◆ **To do**:
Can you transcribe every one of the rows below verbatim, keeping each line as it stands?

◆ **Given records**:
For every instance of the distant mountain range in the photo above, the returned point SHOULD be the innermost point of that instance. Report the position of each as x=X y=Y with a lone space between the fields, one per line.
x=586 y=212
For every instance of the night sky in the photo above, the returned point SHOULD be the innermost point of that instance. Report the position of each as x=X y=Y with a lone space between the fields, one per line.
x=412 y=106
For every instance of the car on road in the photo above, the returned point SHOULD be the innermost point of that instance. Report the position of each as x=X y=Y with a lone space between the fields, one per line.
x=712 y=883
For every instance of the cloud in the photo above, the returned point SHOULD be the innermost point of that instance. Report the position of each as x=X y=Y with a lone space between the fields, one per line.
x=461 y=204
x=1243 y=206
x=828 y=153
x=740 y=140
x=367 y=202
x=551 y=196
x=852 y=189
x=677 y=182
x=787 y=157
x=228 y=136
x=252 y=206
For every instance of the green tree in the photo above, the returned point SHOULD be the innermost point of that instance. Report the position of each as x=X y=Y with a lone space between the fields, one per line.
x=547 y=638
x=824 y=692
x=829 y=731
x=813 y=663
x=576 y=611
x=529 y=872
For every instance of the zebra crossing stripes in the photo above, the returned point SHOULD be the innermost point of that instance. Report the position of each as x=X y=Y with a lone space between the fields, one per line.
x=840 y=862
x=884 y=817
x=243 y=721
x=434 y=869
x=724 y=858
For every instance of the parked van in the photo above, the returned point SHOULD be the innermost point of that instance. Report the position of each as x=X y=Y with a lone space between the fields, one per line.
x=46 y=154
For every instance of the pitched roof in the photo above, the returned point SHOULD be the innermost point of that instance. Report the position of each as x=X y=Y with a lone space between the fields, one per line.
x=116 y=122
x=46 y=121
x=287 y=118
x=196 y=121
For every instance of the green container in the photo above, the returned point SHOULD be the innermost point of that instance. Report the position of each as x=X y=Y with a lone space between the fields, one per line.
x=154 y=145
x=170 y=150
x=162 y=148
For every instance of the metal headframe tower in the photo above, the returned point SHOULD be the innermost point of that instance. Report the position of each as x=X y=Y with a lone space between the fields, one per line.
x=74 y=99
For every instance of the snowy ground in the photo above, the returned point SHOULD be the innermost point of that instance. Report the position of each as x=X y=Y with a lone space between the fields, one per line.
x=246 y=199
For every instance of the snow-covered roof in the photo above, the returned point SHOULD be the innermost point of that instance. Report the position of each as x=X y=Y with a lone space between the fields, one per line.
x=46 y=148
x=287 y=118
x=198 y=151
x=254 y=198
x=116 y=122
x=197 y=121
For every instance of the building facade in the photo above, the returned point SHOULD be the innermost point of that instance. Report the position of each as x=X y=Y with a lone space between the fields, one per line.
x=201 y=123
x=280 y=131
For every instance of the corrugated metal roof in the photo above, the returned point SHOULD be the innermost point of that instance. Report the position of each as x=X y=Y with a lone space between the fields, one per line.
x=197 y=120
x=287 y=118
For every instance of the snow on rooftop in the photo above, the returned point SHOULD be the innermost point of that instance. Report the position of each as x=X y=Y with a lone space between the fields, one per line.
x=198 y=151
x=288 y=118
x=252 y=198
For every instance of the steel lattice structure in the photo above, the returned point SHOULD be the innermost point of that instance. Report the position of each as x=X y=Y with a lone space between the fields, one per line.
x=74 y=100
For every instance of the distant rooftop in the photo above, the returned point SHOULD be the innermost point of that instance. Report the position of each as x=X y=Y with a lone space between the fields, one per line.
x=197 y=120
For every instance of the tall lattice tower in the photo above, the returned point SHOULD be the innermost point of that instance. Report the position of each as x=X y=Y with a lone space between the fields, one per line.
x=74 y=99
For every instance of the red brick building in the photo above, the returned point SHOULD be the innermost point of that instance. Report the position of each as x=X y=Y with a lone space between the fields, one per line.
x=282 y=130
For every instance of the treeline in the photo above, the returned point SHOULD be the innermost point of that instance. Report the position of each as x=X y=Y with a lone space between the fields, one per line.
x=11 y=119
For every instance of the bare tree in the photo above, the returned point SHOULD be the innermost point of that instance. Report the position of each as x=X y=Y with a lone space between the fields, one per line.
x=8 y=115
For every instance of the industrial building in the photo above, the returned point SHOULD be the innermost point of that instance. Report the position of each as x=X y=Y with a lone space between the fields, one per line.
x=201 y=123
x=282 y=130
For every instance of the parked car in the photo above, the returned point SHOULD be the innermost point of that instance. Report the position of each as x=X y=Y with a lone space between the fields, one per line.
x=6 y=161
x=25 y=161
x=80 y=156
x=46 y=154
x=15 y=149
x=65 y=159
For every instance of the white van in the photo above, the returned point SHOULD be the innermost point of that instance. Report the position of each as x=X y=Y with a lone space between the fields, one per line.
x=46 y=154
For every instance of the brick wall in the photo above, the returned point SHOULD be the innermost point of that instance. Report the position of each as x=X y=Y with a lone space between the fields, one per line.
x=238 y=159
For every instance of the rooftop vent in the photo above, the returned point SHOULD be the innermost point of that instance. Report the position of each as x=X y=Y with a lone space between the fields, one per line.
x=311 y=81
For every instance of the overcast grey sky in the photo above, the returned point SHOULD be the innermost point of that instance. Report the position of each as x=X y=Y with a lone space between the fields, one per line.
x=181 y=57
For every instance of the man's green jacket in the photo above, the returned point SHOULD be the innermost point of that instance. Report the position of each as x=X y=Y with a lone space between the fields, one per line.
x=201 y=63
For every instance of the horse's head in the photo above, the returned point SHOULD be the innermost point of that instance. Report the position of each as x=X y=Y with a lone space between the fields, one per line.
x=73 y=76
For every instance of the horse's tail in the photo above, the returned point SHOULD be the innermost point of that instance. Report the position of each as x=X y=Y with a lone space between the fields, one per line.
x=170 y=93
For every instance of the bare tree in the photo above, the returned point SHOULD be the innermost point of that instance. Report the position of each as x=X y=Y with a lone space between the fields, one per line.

◆ **Completed task**:
For every instance of the distant mountain range in the photo above, the returned point SHOULD be the innermost point of that instance. Report the position of each as x=X y=Y with a lone space between the fields, one per line.
x=586 y=212
For every instance of the night sky in the photo above, the returned point SHOULD be the innermost point of that instance. Report the position of each as x=X y=Y with a lone space between the fields, one per line.
x=412 y=106
For every instance of the car on road in the photo above, the returned point SHOULD be the innermost point of that instance. Report the position of each as x=X y=Y with a lone space between the fields, one per line.
x=712 y=883
For every instance of the cloud in the photo above, the returned point SHOULD be the innermost point of that instance. Report the position of each as x=X y=Y with a lone space between the fields, one per line.
x=461 y=204
x=1243 y=206
x=828 y=153
x=740 y=140
x=367 y=202
x=551 y=196
x=852 y=189
x=677 y=182
x=787 y=157
x=228 y=136
x=252 y=206
For every instance of the green tree in the photo above, the returned point SHOULD be the innermost point of that instance. Report the position of each as x=X y=Y with a lone space between the fields, one per line.
x=547 y=638
x=824 y=692
x=829 y=731
x=813 y=663
x=576 y=611
x=529 y=872
For every instance of the zebra crossing stripes in the photo above, the returned point SHOULD be the innermost point of that instance. Report the position of each as x=X y=Y with a lone space between the fields, one per line.
x=840 y=862
x=884 y=817
x=243 y=721
x=434 y=869
x=724 y=858
For every instance of the parked van in the photo above, the returned point SHOULD be the innermost point of that instance. Report the position of each as x=X y=Y with a lone space between the fields, one per line.
x=46 y=154
For every instance of the pitched roof in the photo above, the returned point SHOULD be the innermost point of that instance. Report the position of each as x=X y=Y with a lone space between the fields, one per line.
x=116 y=122
x=46 y=121
x=287 y=118
x=196 y=121
For every instance of the green container in the photo above, the returned point SHOULD be the innermost point of that instance. Report the position of each as x=X y=Y with a lone space between the fields, one per line.
x=154 y=145
x=170 y=150
x=162 y=148
For every instance of the metal headframe tower in the photo above, the returned point SHOULD be the innermost point of that instance. Report the position of each as x=X y=Y with a lone space between the fields, one per line.
x=74 y=99
For every instance of the snowy ground in the photo above, the returned point SHOULD be the innermost point of that instance. Report the position of each as x=X y=Y with a lone space between the fields, one per line.
x=246 y=199
For every instance of the snow-covered roof in the photo above, the returned point SHOULD be the innermost point of that instance. Report the position of each as x=X y=Y with a lone space between the fields, one per line.
x=46 y=148
x=287 y=118
x=198 y=151
x=254 y=198
x=116 y=122
x=197 y=121
For every instance of the building facade in the photo above, the returned point SHOULD be the innermost point of that instance. Report the position of each as x=X y=Y with a lone space between the fields, one per line.
x=201 y=123
x=280 y=131
For every instance of the corrugated metal roof in the photo above, the returned point SHOULD be the innermost point of that instance. Report the position of each as x=X y=Y with a lone space between the fields, one per line.
x=197 y=120
x=287 y=118
For every instance of the snow on rooftop in the photo above, the returned point SHOULD be the innermost point of that instance. Report the position of each as x=X y=Y with a lone space between the fields, one per line.
x=198 y=151
x=288 y=118
x=252 y=198
For every instance of the steel lattice structure in the photo above, the returned point SHOULD be the innermost point of that instance. Report the position of each as x=X y=Y with a lone space between the fields, one per line.
x=74 y=100
For every instance of the distant rooftop in the photo above, the returned point SHOULD be the innermost point of that instance. Report the position of each as x=X y=Y with a lone space between the fields, one per line.
x=197 y=120
For every instance of the tall lattice tower in the photo above, the returned point SHOULD be the innermost point of that instance. Report the position of each as x=X y=Y with a lone space between the fields, one per line.
x=74 y=99
For every instance of the red brick building in the photo above, the returned point SHOULD be the innermost point of that instance. Report the position of each as x=X y=Y with a lone space between the fields, one per line.
x=282 y=130
For every instance of the treeline in the photo above, the returned point SHOULD be the innermost point of that instance. Report the position of each as x=X y=Y with a lone space between the fields, one per line.
x=11 y=119
For every instance of the bare tree in the photo above, the returned point SHOULD be the innermost point of that instance. Report the position of each as x=X y=Y with a lone space between the fields, one per line.
x=8 y=115
For every instance of the industrial building in the photo above, the returned point SHOULD be the innermost point of that instance. Report the position of each as x=X y=Y with a lone space between the fields, one per line.
x=201 y=123
x=282 y=130
For every instance of the parked car in the photo above, the returned point SHOULD be the innermost point of that instance. Report the position of each as x=X y=Y with a lone space between the fields, one per line.
x=6 y=161
x=25 y=161
x=80 y=156
x=46 y=154
x=15 y=149
x=65 y=159
For every instance of the white van in the photo above, the returned point SHOULD be the innermost point of that instance. Report the position of each as x=X y=Y with a lone space between the fields, one per line.
x=46 y=154
For every instance of the brick wall in the photo above, the returned point SHOULD be the innermost point of that instance. Report the position of each as x=X y=Y with a lone space between the fields, one per line.
x=238 y=159
For every instance of the rooftop vent in the photo above, the returned point SHOULD be the innermost point of that instance. Report the position of each as x=X y=Y with a lone space between the fields, one per line.
x=311 y=81
For every instance of the overcast grey sky in the photo above, the returned point SHOULD be the innermost point of that instance. Report the position of each as x=X y=Y with a lone space between the fields, one per line.
x=181 y=57
For every instance of the man's green jacket in the photo above, the returned point SHOULD be the innermost point of that instance. Report the position of each as x=X y=Y with a lone space between the fields, one per line.
x=201 y=63
For every instance of the horse's head in the photo above, the returned point SHOULD be the innermost point of that instance. Report the position of each as x=X y=Y with a lone space between the fields, one per line.
x=73 y=76
For every instance of the horse's tail in the photo above, the returned point SHOULD be the innermost point of that instance. Report the position of each as x=X y=Y with a lone space between the fields, one per line.
x=170 y=93
For every instance of the bare tree in the photo above, the returned point SHOULD be the innermost point of that instance. Report the position of each as x=X y=Y with a lone space between the fields, one per line.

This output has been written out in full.